About this task: For the material that follows, return exactly the lines from the one with "box: [33, 336, 58, 350]" through the one with "positive clicks: (123, 394)", both ends included.
[Available data — start]
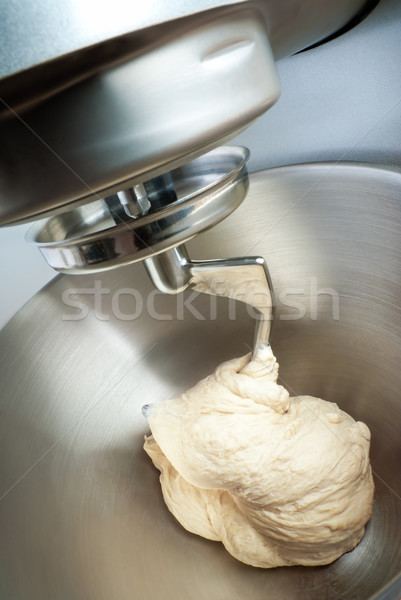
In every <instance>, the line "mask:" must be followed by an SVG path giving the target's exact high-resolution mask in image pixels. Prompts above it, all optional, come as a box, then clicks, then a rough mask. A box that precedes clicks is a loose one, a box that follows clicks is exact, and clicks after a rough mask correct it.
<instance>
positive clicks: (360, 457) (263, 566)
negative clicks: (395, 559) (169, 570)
mask: <svg viewBox="0 0 401 600" xmlns="http://www.w3.org/2000/svg"><path fill="white" fill-rule="evenodd" d="M277 376H278V364H277V362H276V359H275V358H274V356H273V354H272V352H271V349H270V348H266V349H264V350H263V351H262V352H261V353H259V355H258V356H257V358H256V359H254V360H252V361H251V360H250V356H249V355H248V356H245V357H242V358H237V359H234V360H230V361H229V362H226V363H224V364H222V365H221V366H219V367H218V368H217V369H216V371H215V373H214V374H213V375H211V376H209V377H207V378H206V379H203V380H202V381H200V382H199V383H198V384H196V385H195V386H194V387H193V388H191V389H190V390H189V391H188V392H186V393H184V394H182V395H181V396H179V397H178V398H177V399H175V400H168V401H165V402H162V403H160V404H158V405H157V406H156V407H154V408H153V410H152V411H151V414H150V416H149V424H150V428H151V430H152V435H151V436H150V437H148V438H146V439H145V440H146V441H145V446H144V447H145V450H146V452H147V453H148V454H149V456H150V457H151V459H152V461H153V463H154V465H155V466H156V467H157V468H158V469H159V470H160V471H161V475H160V481H161V486H162V491H163V496H164V500H165V502H166V504H167V506H168V508H169V510H170V511H171V512H172V513H173V515H174V516H175V517H176V519H177V520H178V521H179V522H180V523H181V524H182V525H183V527H185V528H186V529H187V530H188V531H191V532H193V533H196V534H198V535H201V536H203V537H205V538H208V539H210V540H218V541H221V542H223V544H224V546H225V547H226V549H227V550H228V552H230V553H231V554H232V555H233V556H234V557H235V558H237V559H238V560H240V561H242V562H244V563H247V564H249V565H253V566H256V567H278V566H282V565H323V564H328V563H330V562H332V561H333V560H335V559H336V558H338V557H339V556H341V554H343V553H344V552H347V551H348V550H351V549H352V548H354V547H355V546H356V544H357V543H358V542H359V541H360V539H361V538H362V536H363V533H364V527H365V524H366V522H367V521H368V519H369V517H370V515H371V509H372V501H373V491H374V486H373V480H372V473H371V468H370V464H369V441H370V432H369V429H368V428H367V426H366V425H365V424H364V423H361V422H355V421H354V420H353V419H352V418H351V417H350V416H349V415H347V414H346V413H345V412H343V411H342V410H340V409H339V408H338V406H337V405H336V404H334V403H331V402H325V401H324V400H320V399H319V398H312V397H310V396H298V397H295V398H290V397H289V394H288V392H287V391H286V390H285V389H284V388H283V387H282V386H280V385H278V384H277V383H276V381H277Z"/></svg>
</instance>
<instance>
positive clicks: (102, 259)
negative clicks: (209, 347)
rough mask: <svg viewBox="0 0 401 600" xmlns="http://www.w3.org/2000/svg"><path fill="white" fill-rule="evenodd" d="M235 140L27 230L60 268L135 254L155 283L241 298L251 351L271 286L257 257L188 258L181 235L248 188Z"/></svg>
mask: <svg viewBox="0 0 401 600" xmlns="http://www.w3.org/2000/svg"><path fill="white" fill-rule="evenodd" d="M248 157H249V151H248V150H247V149H246V148H242V147H222V148H217V149H215V150H213V151H211V152H208V153H207V154H205V155H203V156H201V157H199V158H197V159H195V160H193V161H191V162H190V163H187V164H186V165H184V166H182V167H180V168H178V169H176V170H173V171H171V172H169V173H165V174H163V175H161V176H158V177H156V178H154V179H151V180H150V181H145V182H143V183H140V184H136V185H135V186H133V187H131V188H128V189H126V190H122V191H120V192H118V193H117V194H115V195H113V196H109V197H107V198H105V199H101V198H99V199H98V200H96V201H94V202H92V203H90V204H87V205H84V206H81V207H79V208H75V209H73V210H71V211H69V212H65V213H62V214H60V215H56V216H54V217H50V218H48V219H45V220H42V221H39V222H38V223H36V224H35V225H34V226H33V227H32V228H31V229H30V231H29V232H28V235H27V240H28V242H29V243H31V244H34V245H37V246H38V247H39V248H40V250H41V252H42V254H43V256H44V257H45V259H46V261H47V262H48V263H49V265H50V266H52V267H53V268H54V269H56V270H57V271H60V272H64V273H70V274H73V273H78V274H79V273H85V272H97V271H102V270H107V269H111V268H115V267H118V266H120V265H124V264H130V263H133V262H137V261H143V262H144V266H145V268H146V271H147V273H148V274H149V276H150V279H151V280H152V282H153V284H154V285H155V286H156V288H157V289H159V290H160V291H162V292H164V293H168V294H177V293H179V292H182V291H184V290H185V289H192V290H195V291H197V292H202V293H206V294H211V295H215V296H224V297H227V298H232V299H235V300H239V301H242V302H245V303H246V304H249V305H250V306H251V307H253V309H254V311H253V313H254V314H253V316H254V318H255V319H256V320H257V324H256V332H255V339H254V347H253V352H254V354H255V352H256V351H257V349H258V348H259V347H260V346H264V345H266V344H268V343H269V337H270V328H271V319H272V310H273V309H272V307H273V291H272V285H271V280H270V276H269V272H268V269H267V266H266V264H265V261H264V259H263V258H261V257H236V258H227V259H215V260H206V261H201V260H191V259H190V258H189V256H188V253H187V250H186V248H185V242H186V241H188V240H190V239H191V238H193V237H194V236H195V235H196V234H197V233H200V232H201V231H204V230H205V229H208V228H210V227H212V226H213V225H215V224H216V223H218V222H219V221H221V220H222V219H224V218H225V217H226V216H228V215H229V214H230V213H231V212H232V211H233V210H235V208H237V206H238V205H239V204H240V203H241V202H242V200H243V199H244V197H245V195H246V192H247V189H248V173H247V169H246V161H247V159H248Z"/></svg>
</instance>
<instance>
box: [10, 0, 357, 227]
mask: <svg viewBox="0 0 401 600" xmlns="http://www.w3.org/2000/svg"><path fill="white" fill-rule="evenodd" d="M366 1H367V0H337V1H336V2H335V3H333V2H332V0H309V1H308V2H304V1H303V0H279V1H277V0H243V1H239V0H230V1H227V0H171V1H170V0H169V1H168V2H166V1H165V0H155V1H152V2H148V3H146V2H142V3H140V2H126V0H116V2H115V3H100V4H99V3H96V6H94V2H93V0H80V1H79V2H76V1H73V0H65V1H63V2H62V3H57V5H56V4H55V3H54V2H52V1H51V0H37V1H35V3H34V4H32V1H31V0H14V1H13V2H6V3H3V6H2V8H1V17H2V18H1V19H0V34H1V39H2V58H1V60H0V136H1V137H2V139H3V140H5V143H4V142H3V143H2V144H1V145H0V225H9V224H12V223H17V222H23V221H28V220H32V219H37V218H41V217H43V216H46V215H48V214H49V213H51V212H53V214H54V213H55V211H58V210H60V209H64V208H65V207H66V206H67V205H71V204H75V205H80V204H83V203H85V202H88V201H89V200H93V199H95V198H97V197H99V195H100V197H102V198H103V197H105V196H109V195H111V194H115V193H116V192H119V191H120V190H126V189H128V188H131V187H133V186H135V185H137V184H138V183H141V182H143V181H144V180H149V179H152V178H154V177H156V176H158V175H160V174H161V173H165V172H166V171H169V170H171V169H174V168H176V167H178V166H180V165H183V164H185V163H187V162H188V161H189V160H191V159H193V158H195V157H196V156H200V155H202V154H204V153H205V152H207V151H208V150H210V149H212V148H215V147H218V146H220V145H221V144H223V143H225V142H226V141H227V140H229V139H231V138H233V137H234V136H235V135H237V134H238V133H239V132H240V131H241V130H242V129H244V128H245V127H247V126H248V125H250V124H251V123H252V122H253V121H254V120H255V119H256V118H257V117H259V116H260V115H261V114H263V113H264V112H265V111H266V110H267V109H268V108H269V107H270V106H272V105H273V104H274V102H275V101H276V100H277V99H278V97H279V94H280V83H279V80H278V76H277V73H276V67H275V60H277V59H278V58H281V57H283V56H288V55H289V54H291V53H294V52H296V51H299V50H302V49H303V48H305V47H307V46H308V45H310V44H312V43H313V42H316V41H318V40H321V39H322V38H324V37H326V36H327V35H329V34H331V33H333V32H335V31H336V30H337V29H339V28H340V27H342V26H343V25H344V24H345V23H347V21H349V20H350V19H351V18H352V17H353V16H354V15H355V14H356V13H357V12H358V11H359V10H360V9H361V8H362V7H363V6H364V5H365V3H366Z"/></svg>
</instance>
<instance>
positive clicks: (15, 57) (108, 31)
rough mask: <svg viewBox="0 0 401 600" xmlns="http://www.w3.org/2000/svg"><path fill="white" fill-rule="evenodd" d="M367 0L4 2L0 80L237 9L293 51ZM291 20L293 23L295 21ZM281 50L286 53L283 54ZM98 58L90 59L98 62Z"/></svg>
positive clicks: (72, 0) (365, 1)
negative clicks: (273, 31)
mask: <svg viewBox="0 0 401 600" xmlns="http://www.w3.org/2000/svg"><path fill="white" fill-rule="evenodd" d="M365 3H366V0H338V1H337V2H336V3H335V4H334V3H333V2H332V1H331V0H314V1H309V2H302V1H297V2H294V0H279V1H277V0H256V2H255V0H252V2H249V0H245V1H244V0H169V2H165V1H164V0H151V1H149V2H146V3H143V2H139V1H138V0H136V1H135V0H134V1H128V0H114V2H113V3H112V4H111V3H99V2H95V1H94V0H79V2H77V1H76V0H64V1H63V2H62V3H60V4H55V3H54V2H53V1H52V0H37V1H36V2H35V5H33V4H32V2H31V1H30V0H13V1H12V2H3V3H2V5H1V8H0V15H1V21H0V23H1V24H0V31H1V38H2V45H1V47H0V77H6V76H7V75H10V74H14V73H17V72H19V71H23V70H27V69H30V68H32V67H33V66H35V65H38V64H40V63H42V62H45V61H50V60H54V59H55V58H58V57H60V56H63V55H65V54H68V53H71V52H77V51H79V50H82V49H84V48H87V47H88V46H91V45H93V44H99V43H101V44H103V45H104V46H106V45H107V42H110V41H112V40H113V38H115V37H116V36H120V35H124V34H127V33H134V32H140V31H141V30H144V29H147V28H150V27H154V26H157V25H162V24H166V23H168V22H169V21H174V20H178V19H182V18H185V17H191V16H192V17H194V18H196V16H197V15H198V14H199V13H202V12H205V11H208V10H213V9H218V8H224V10H227V12H229V11H230V9H231V8H232V7H233V6H234V7H235V5H236V4H253V5H255V4H256V5H257V6H258V9H259V10H260V11H261V12H264V13H265V14H266V15H268V19H269V22H270V23H272V24H273V27H272V29H274V30H275V44H276V46H277V50H278V51H279V50H281V55H283V54H282V53H283V52H284V53H285V54H284V55H287V54H288V53H291V52H296V51H297V50H300V49H302V48H304V47H305V46H308V45H309V44H312V43H313V42H316V41H318V40H320V39H322V38H323V37H326V36H327V35H329V34H330V33H333V32H335V31H336V30H337V29H339V28H340V27H342V26H343V25H344V24H346V23H347V21H349V20H350V19H351V17H352V16H353V15H354V14H356V13H357V12H358V10H359V9H360V8H361V7H363V5H364V4H365ZM294 17H295V18H294ZM284 48H285V50H284ZM102 58H103V57H102V53H100V54H98V57H97V58H96V57H92V59H93V60H95V61H96V62H98V63H99V62H101V60H102Z"/></svg>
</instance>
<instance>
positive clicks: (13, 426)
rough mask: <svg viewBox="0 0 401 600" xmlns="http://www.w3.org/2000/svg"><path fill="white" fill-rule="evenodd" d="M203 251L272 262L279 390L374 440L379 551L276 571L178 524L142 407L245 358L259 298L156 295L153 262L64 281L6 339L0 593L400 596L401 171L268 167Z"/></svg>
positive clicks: (134, 595)
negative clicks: (166, 505)
mask: <svg viewBox="0 0 401 600" xmlns="http://www.w3.org/2000/svg"><path fill="white" fill-rule="evenodd" d="M189 250H190V252H191V256H193V257H196V258H215V257H218V256H232V255H234V254H236V255H246V254H261V255H262V256H264V257H265V258H266V260H267V262H268V264H269V268H270V271H271V274H272V279H273V283H274V286H275V290H276V295H277V299H278V307H277V315H276V320H275V324H274V332H273V345H274V349H275V352H276V354H277V356H278V359H279V361H280V364H281V371H280V373H281V377H282V382H283V383H284V384H285V385H287V386H288V388H289V389H290V390H291V391H292V392H293V393H296V394H305V393H308V394H313V395H317V396H321V397H323V398H325V399H327V400H332V401H335V402H338V403H339V404H340V406H341V407H342V408H344V409H345V410H347V411H348V412H349V413H351V414H352V415H353V416H354V417H355V418H358V419H361V420H363V421H365V422H366V423H367V424H368V426H369V427H370V429H371V432H372V452H371V457H372V465H373V469H374V473H375V482H376V495H375V505H374V513H373V517H372V519H371V521H370V523H369V524H368V527H367V531H366V535H365V537H364V538H363V541H362V542H361V543H360V544H359V546H358V547H357V548H356V549H355V550H354V551H353V552H351V553H348V554H347V555H345V556H343V557H341V558H340V559H339V560H337V561H336V562H335V563H333V564H332V565H329V566H325V567H320V568H301V567H292V568H280V569H274V570H262V569H255V568H252V567H248V566H245V565H243V564H241V563H239V562H237V561H236V560H234V559H233V558H232V557H230V556H229V555H228V554H227V552H226V551H225V550H224V548H223V547H222V546H221V544H219V543H215V542H209V541H206V540H203V539H201V538H199V537H196V536H194V535H191V534H189V533H187V532H186V531H185V530H183V529H182V528H181V527H180V526H179V525H178V523H177V522H176V521H175V520H174V518H173V517H172V516H171V515H170V514H169V512H168V511H167V509H166V507H165V506H164V503H163V500H162V497H161V493H160V488H159V484H158V473H157V472H156V470H155V469H154V468H153V466H152V464H151V462H150V461H149V459H148V457H147V456H146V455H145V453H144V452H143V450H142V443H143V436H144V434H145V433H146V432H147V429H148V428H147V423H146V419H145V417H144V416H143V415H142V412H141V407H142V405H144V404H149V403H152V402H158V401H161V400H163V399H164V398H168V397H171V396H174V395H175V394H177V393H178V392H180V391H182V390H184V389H185V388H187V387H188V386H189V385H191V384H193V383H194V382H196V381H197V380H198V379H199V378H200V377H202V376H204V375H206V374H208V373H209V372H211V371H212V370H213V369H214V367H215V366H216V365H217V364H218V363H219V362H221V361H223V360H225V359H228V358H230V357H233V356H236V355H241V354H243V353H245V352H247V351H248V347H249V346H250V345H251V343H252V335H253V324H252V320H251V318H250V317H249V315H248V314H247V311H246V310H245V308H244V305H242V306H241V305H239V306H238V307H236V315H234V314H232V313H231V314H229V312H228V310H227V309H228V304H227V300H225V299H219V300H218V301H217V303H216V305H214V304H212V303H211V302H212V301H211V299H210V298H209V297H206V296H204V297H202V295H199V296H198V297H196V298H194V297H193V296H192V295H191V294H187V296H186V297H185V302H186V303H185V304H184V303H183V298H184V297H183V296H182V297H181V296H177V297H168V296H162V295H161V294H158V293H155V292H154V291H153V290H152V288H151V284H150V283H149V281H148V279H147V276H146V274H145V272H144V270H143V267H142V265H141V264H137V265H133V266H130V267H124V268H122V269H118V270H115V271H109V272H107V273H101V274H96V275H89V276H87V275H82V276H77V277H72V276H61V277H59V278H57V279H56V280H55V281H53V282H52V283H51V284H50V285H49V286H47V287H46V288H45V289H44V290H42V291H41V292H40V293H39V294H38V295H37V296H36V297H35V298H33V299H32V300H31V301H30V302H29V303H28V304H27V305H26V306H25V307H24V308H23V309H22V310H21V311H20V312H19V313H18V314H17V316H16V317H15V318H14V319H13V320H12V321H11V322H10V323H9V324H8V325H7V326H6V327H5V329H4V330H3V331H2V332H1V334H0V351H1V367H0V380H1V390H0V394H1V424H0V427H1V435H0V451H1V459H2V460H1V463H2V464H1V480H0V481H1V492H0V496H1V498H0V523H1V525H0V526H1V529H0V531H1V538H0V539H1V542H0V564H1V570H2V576H1V583H0V596H1V598H9V599H12V600H22V599H24V600H36V599H38V600H39V599H40V600H83V599H85V600H103V599H104V600H110V599H112V600H128V599H130V600H132V599H135V600H136V599H142V598H145V597H146V598H149V600H170V599H172V598H174V599H175V600H189V599H194V600H206V599H207V600H209V599H212V600H228V599H230V600H244V599H248V598H252V599H254V600H262V599H263V600H306V599H307V600H339V599H344V600H367V599H368V598H373V597H374V598H377V599H378V598H380V599H381V600H383V599H386V600H398V599H399V598H400V593H401V578H399V579H395V581H393V583H392V584H391V585H390V587H387V588H385V586H386V585H387V584H388V583H389V582H390V580H391V579H392V578H394V577H396V576H397V574H398V573H400V572H401V478H400V473H401V469H400V467H401V433H400V432H401V400H400V387H401V386H400V382H401V376H400V364H401V173H400V172H397V171H395V170H391V169H384V168H376V167H374V166H368V165H360V164H351V163H350V164H337V165H334V164H318V165H304V166H294V167H287V168H280V169H273V170H270V171H265V172H261V173H259V174H256V175H253V176H252V178H251V188H250V192H249V194H248V197H247V199H246V200H245V202H244V203H243V205H242V206H241V207H240V208H239V209H238V210H237V211H236V212H235V213H233V214H232V215H231V216H230V217H229V218H227V219H226V220H225V221H224V222H222V223H221V224H219V225H218V226H216V227H215V228H214V229H212V230H210V231H209V232H207V233H204V234H202V235H200V236H199V237H198V238H196V239H194V240H193V241H192V242H191V243H190V244H189ZM3 293H6V290H5V291H3ZM141 302H142V304H143V306H142V307H141ZM232 308H233V307H231V309H232ZM163 315H164V316H163ZM234 316H235V319H234ZM213 317H214V318H213ZM316 452H319V448H316ZM380 590H381V591H380Z"/></svg>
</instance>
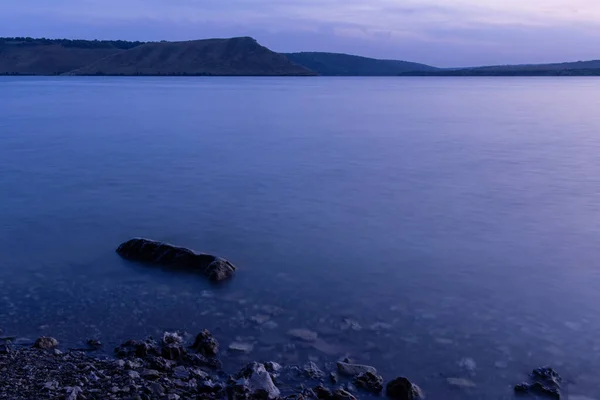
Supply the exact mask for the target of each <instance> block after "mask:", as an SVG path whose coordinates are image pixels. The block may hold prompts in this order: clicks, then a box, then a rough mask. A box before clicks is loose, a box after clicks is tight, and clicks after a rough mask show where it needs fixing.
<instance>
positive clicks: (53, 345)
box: [33, 336, 58, 350]
mask: <svg viewBox="0 0 600 400" xmlns="http://www.w3.org/2000/svg"><path fill="white" fill-rule="evenodd" d="M56 346H58V340H56V339H54V338H53V337H49V336H42V337H40V338H38V339H37V340H36V341H35V343H34V344H33V347H35V348H36V349H43V350H51V349H53V348H55V347H56Z"/></svg>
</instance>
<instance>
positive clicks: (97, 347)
mask: <svg viewBox="0 0 600 400" xmlns="http://www.w3.org/2000/svg"><path fill="white" fill-rule="evenodd" d="M88 346H90V347H91V348H93V349H99V348H100V347H102V342H101V341H99V340H98V339H89V340H88Z"/></svg>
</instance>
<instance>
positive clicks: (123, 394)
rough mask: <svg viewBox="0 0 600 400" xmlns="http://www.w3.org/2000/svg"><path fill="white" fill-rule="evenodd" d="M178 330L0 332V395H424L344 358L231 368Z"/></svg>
mask: <svg viewBox="0 0 600 400" xmlns="http://www.w3.org/2000/svg"><path fill="white" fill-rule="evenodd" d="M0 332H1V331H0ZM184 337H186V336H185V335H184V334H182V333H179V332H165V333H164V334H163V336H162V338H160V339H159V340H155V339H153V338H151V337H148V338H145V339H143V340H128V341H126V342H124V343H122V344H121V345H119V346H117V347H116V348H115V349H114V353H112V354H107V353H109V351H107V349H103V345H102V343H101V342H100V341H98V340H93V339H92V340H88V342H87V343H88V348H86V349H76V350H68V351H64V352H63V351H61V350H60V349H59V342H58V341H57V340H56V339H54V338H52V337H45V336H43V337H40V338H38V339H37V340H36V341H35V343H34V344H33V345H32V346H25V345H17V344H13V340H14V338H12V337H0V382H1V384H0V399H11V400H13V399H14V400H20V399H67V400H77V399H80V400H81V399H84V400H85V399H131V400H134V399H135V400H154V399H156V400H178V399H264V400H275V399H298V400H300V399H323V400H352V399H357V398H363V397H371V396H381V395H382V394H385V396H387V397H388V398H390V399H393V400H396V399H398V400H412V399H422V398H425V395H424V393H423V391H422V390H421V389H420V388H419V386H417V385H416V384H414V383H412V382H411V381H410V380H409V379H407V378H405V377H397V378H396V379H394V380H392V381H390V382H387V384H385V383H384V379H383V377H382V376H381V375H379V373H378V372H377V369H376V368H375V367H373V366H369V365H361V364H356V363H354V362H352V360H349V359H348V358H345V359H342V360H338V361H337V362H330V363H327V364H326V365H325V368H324V370H323V369H321V368H320V367H319V366H317V365H316V364H315V363H314V362H312V361H309V362H308V363H306V364H304V365H285V366H282V365H280V364H279V363H277V362H274V361H266V362H265V361H261V362H256V361H254V362H249V363H248V364H247V365H246V366H244V367H243V368H242V369H240V370H239V371H237V372H233V373H231V372H230V371H226V369H225V368H224V367H223V363H222V362H221V360H220V359H219V358H218V357H219V355H220V352H219V347H220V346H219V341H218V340H217V338H215V336H213V334H212V333H211V332H209V331H208V330H204V331H202V332H200V333H199V334H198V335H196V336H195V339H194V340H193V341H191V340H190V341H187V343H186V340H185V339H184ZM230 347H231V346H230ZM242 350H243V349H242ZM240 351H241V350H240ZM561 380H562V379H561V377H560V376H559V375H558V373H556V371H554V370H553V369H552V368H549V367H544V368H538V369H535V370H534V371H533V372H532V374H531V383H520V384H517V385H516V386H515V387H514V390H515V393H516V394H526V395H529V394H531V395H534V396H542V397H544V398H554V399H560V398H561V391H560V387H561Z"/></svg>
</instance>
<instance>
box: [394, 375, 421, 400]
[Available data — finish]
Your solution:
box: [33, 336, 58, 350]
mask: <svg viewBox="0 0 600 400" xmlns="http://www.w3.org/2000/svg"><path fill="white" fill-rule="evenodd" d="M56 346H58V340H56V339H54V338H53V337H49V336H42V337H40V338H38V339H37V340H36V341H35V343H34V344H33V347H35V348H36V349H43V350H51V349H53V348H55V347H56Z"/></svg>
</instance>
<instance>
positive clicks: (97, 347)
mask: <svg viewBox="0 0 600 400" xmlns="http://www.w3.org/2000/svg"><path fill="white" fill-rule="evenodd" d="M88 346H90V347H91V348H93V349H99V348H100V347H102V342H101V341H99V340H98V339H89V340H88Z"/></svg>
</instance>
<instance>
positive clicks: (123, 394)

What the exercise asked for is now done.